Segment Start: Provided records

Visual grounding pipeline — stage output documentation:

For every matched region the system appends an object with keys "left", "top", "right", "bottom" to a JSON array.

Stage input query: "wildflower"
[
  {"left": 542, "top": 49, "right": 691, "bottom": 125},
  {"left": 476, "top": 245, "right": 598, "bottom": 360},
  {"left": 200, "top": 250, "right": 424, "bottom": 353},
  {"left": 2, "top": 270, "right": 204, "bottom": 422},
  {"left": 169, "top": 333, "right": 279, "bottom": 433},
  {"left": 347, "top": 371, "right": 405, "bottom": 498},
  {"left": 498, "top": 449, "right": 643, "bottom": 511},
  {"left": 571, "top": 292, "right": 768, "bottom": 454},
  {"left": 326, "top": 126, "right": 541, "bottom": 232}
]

Segment End: Provided records

Instructions to follow: A word-for-word transcription of the data above is required.

Response:
Visual grounding pipeline — stage output documentation:

For every matched region the system appends an object with keys "left", "top", "right", "bottom" to a JSON array.

Stage input query: "wildflower"
[
  {"left": 542, "top": 49, "right": 691, "bottom": 125},
  {"left": 476, "top": 245, "right": 598, "bottom": 360},
  {"left": 200, "top": 250, "right": 424, "bottom": 353},
  {"left": 2, "top": 270, "right": 204, "bottom": 422},
  {"left": 169, "top": 333, "right": 279, "bottom": 433},
  {"left": 347, "top": 371, "right": 405, "bottom": 498},
  {"left": 498, "top": 449, "right": 643, "bottom": 511},
  {"left": 571, "top": 292, "right": 768, "bottom": 454},
  {"left": 326, "top": 126, "right": 541, "bottom": 232}
]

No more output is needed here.